# Given data start

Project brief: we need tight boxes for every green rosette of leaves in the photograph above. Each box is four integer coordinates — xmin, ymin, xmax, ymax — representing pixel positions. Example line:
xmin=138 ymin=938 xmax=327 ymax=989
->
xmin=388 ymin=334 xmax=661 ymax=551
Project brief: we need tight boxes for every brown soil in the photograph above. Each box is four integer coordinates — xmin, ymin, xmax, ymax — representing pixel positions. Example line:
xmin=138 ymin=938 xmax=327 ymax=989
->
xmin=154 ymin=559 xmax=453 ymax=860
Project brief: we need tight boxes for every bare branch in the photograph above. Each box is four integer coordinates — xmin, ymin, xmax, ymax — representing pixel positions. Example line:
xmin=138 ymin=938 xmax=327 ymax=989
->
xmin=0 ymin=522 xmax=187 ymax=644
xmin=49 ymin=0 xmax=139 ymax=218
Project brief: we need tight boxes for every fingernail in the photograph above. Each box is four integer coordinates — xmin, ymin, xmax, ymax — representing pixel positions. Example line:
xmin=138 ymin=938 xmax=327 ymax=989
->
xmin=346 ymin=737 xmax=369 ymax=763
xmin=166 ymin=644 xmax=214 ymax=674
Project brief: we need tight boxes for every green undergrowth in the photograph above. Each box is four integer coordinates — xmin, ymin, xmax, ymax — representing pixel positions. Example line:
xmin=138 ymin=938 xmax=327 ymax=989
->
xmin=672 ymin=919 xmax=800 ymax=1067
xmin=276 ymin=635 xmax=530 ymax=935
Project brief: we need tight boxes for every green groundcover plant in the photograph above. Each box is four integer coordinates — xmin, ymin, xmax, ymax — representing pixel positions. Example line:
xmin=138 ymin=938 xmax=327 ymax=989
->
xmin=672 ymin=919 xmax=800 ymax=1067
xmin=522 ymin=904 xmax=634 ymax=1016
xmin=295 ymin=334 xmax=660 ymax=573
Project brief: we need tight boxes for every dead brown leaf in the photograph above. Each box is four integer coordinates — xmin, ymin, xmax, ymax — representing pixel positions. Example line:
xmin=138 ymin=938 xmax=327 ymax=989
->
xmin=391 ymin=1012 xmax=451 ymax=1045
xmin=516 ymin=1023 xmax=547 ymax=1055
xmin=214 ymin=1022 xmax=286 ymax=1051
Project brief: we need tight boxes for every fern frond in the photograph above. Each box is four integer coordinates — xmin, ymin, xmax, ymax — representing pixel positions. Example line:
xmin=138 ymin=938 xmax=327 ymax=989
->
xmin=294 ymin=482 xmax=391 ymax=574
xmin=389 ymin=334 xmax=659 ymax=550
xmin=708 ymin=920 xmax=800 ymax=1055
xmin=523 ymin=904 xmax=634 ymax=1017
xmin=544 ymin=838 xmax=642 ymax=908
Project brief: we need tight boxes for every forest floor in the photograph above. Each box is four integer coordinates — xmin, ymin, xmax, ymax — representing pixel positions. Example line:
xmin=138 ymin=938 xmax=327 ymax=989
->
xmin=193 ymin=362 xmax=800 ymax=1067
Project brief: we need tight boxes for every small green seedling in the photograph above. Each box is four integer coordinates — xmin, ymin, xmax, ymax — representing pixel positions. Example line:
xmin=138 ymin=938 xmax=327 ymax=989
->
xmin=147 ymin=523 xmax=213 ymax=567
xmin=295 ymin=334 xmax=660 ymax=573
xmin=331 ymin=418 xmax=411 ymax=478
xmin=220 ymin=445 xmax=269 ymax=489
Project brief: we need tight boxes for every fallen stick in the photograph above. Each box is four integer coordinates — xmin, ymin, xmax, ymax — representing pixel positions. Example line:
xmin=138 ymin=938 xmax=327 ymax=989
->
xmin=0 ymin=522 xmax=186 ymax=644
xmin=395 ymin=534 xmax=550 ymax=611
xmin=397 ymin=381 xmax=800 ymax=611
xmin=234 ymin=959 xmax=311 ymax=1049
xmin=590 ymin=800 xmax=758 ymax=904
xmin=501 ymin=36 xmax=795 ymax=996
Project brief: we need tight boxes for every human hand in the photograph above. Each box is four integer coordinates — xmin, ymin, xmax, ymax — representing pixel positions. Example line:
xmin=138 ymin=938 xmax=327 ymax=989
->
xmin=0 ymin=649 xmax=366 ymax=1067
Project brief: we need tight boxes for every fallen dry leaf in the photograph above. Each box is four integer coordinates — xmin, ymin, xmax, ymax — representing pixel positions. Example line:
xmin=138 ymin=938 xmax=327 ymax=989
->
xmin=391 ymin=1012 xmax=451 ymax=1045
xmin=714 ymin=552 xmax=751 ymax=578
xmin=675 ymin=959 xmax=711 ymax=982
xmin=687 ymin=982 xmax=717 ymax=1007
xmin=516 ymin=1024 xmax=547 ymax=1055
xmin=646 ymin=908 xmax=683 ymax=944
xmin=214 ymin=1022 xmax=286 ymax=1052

# Given data end

## Do this:
Render the lines from the one containing "Project brief: we need tight boxes for every brown" through the one containing "xmin=154 ymin=559 xmax=453 ymax=860", both ends included, as a Markdown table with the columns Index and Content. Give each line its own numbered row and leave out any blank lines.

## Problem solution:
| Index | Content |
|---|---|
| 1 | Project brief: we need tight boxes for every brown soil in the photograph above. Each box is four integer coordinates — xmin, ymin, xmax, ymax — representing pixel positions. Example line: |
| 2 | xmin=138 ymin=938 xmax=327 ymax=989 |
| 3 | -> |
| 4 | xmin=154 ymin=559 xmax=453 ymax=860 |